• STATED GOAL: Pull every text line out of the items below and copy each one word for word. Leave out the pictures.

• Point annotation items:
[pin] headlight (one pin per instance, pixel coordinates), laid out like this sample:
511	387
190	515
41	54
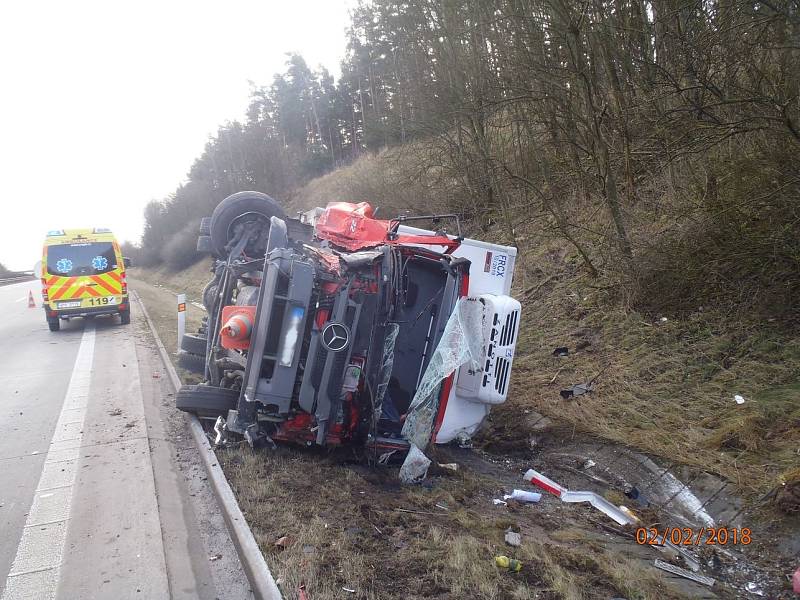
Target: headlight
292	336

• EXERCISE ANSWER:
[pin] headlight (one pin per instance, pixel coordinates), laid out like this sample:
511	387
190	515
41	54
Target: headlight
292	336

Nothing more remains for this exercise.